# Announcement: Alpha ‘国甲’(Type A)’s official English name. Winner……



## Hai Yan Zhuang (Mar 22, 2010)

*
‘Alpha’!!!!!
*
Announcement: Finally we get the new official name of ‘国甲’(Type A). It is ‘Alpha’!!!!!

Haiyan's cube-Haiyan and Haiyan's cube-memory belongs to Alpha,but we will never change 
the name of Haiyan's cube.

Thanks for so many friends give us so beautiful a name. Actually this great name is determined 
by you, by every cuber.

The winner is Innocence and Joey! I have sent some gifts to Joey. When the official version
of Haiyan’s cube-memroy released, I will send Joey more cube.

Innocence, please contact me. I will give you two Haiyan’s cube-memroy, two Haiyan’s cube.Aplha II and Alpha 5.

Please help us to change the name of type A to Alpha in your shop. I'd appreciate it. We will product a 
new packing box with Alpha write on it. The cube shop who is sailing the type A now, please contact me. 
I will supply the new packing for free. It is also free shipping.
Since we have registered the official name Alpha, please help us give it a correct name.

I'm much obliged to everybady for helping us.

» **Data shown**:

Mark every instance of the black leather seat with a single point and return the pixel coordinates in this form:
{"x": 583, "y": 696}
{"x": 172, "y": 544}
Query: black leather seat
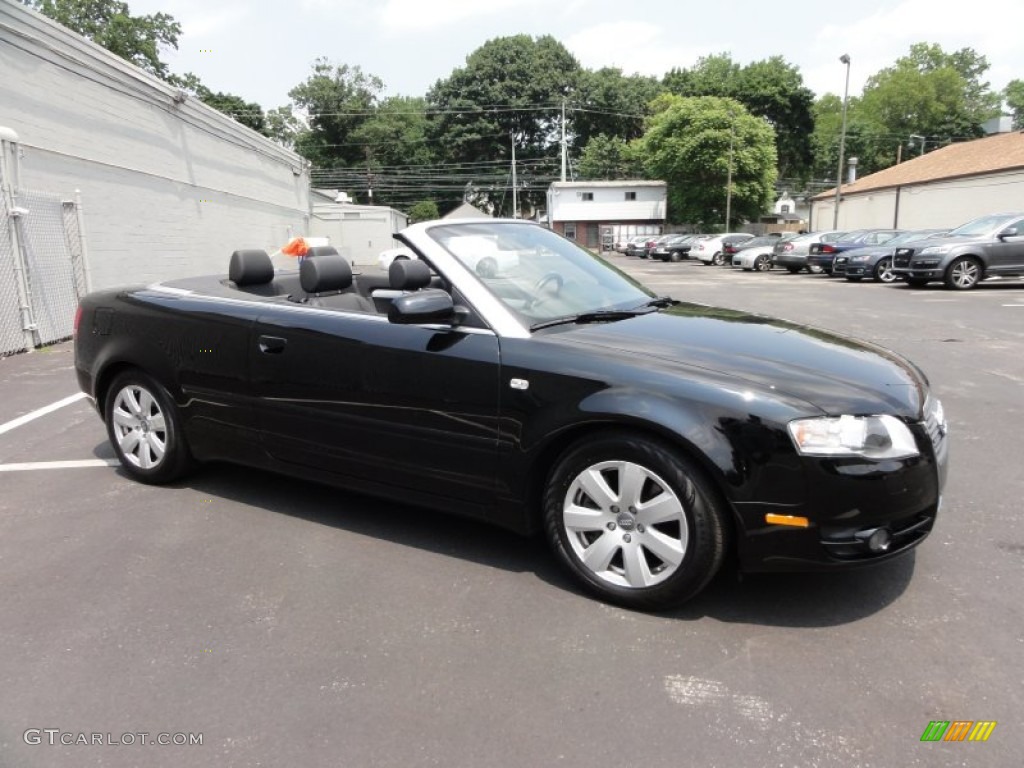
{"x": 252, "y": 271}
{"x": 327, "y": 279}
{"x": 409, "y": 274}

» **Instruction 1**:
Copy out the Alpha naming announcement word for word.
» **Instruction 2**:
Present every line of the rows as a Markdown table with the columns No. and Line, numbering the lines and skipping blank ones. Leave the pictures out.
The announcement and the rows come from unrelated sources.

» **Full output 1**:
# Announcement: Alpha ‘国甲’(Type A)’s official English name. Winner……



## Hai Yan Zhuang (Mar 22, 2010)

*
‘Alpha’!!!!!
*
Announcement: Finally we get the new official name of ‘国甲’(Type A). It is ‘Alpha’!!!!!

Haiyan's cube-Haiyan and Haiyan's cube-memory belongs to Alpha,but we will never change 
the name of Haiyan's cube.

Thanks for so many friends give us so beautiful a name. Actually this great name is determined 
by you, by every cuber.

The winner is Innocence and Joey! I have sent some gifts to Joey. When the official version
of Haiyan’s cube-memroy released, I will send Joey more cube.

Innocence, please contact me. I will give you two Haiyan’s cube-memroy, two Haiyan’s cube.Aplha II and Alpha 5.

Please help us to change the name of type A to Alpha in your shop. I'd appreciate it. We will product a 
new packing box with Alpha write on it. The cube shop who is sailing the type A now, please contact me. 
I will supply the new packing for free. It is also free shipping.
Since we have registered the official name Alpha, please help us give it a correct name.

I'm much obliged to everybady for helping us.

» **Full output 2**:
| No. | Line |
|---|---|
| 1 | Mark every instance of the black leather seat with a single point and return the pixel coordinates in this form: |
| 2 | {"x": 583, "y": 696} |
| 3 | {"x": 172, "y": 544} |
| 4 | Query: black leather seat |
| 5 | {"x": 252, "y": 271} |
| 6 | {"x": 327, "y": 279} |
| 7 | {"x": 409, "y": 274} |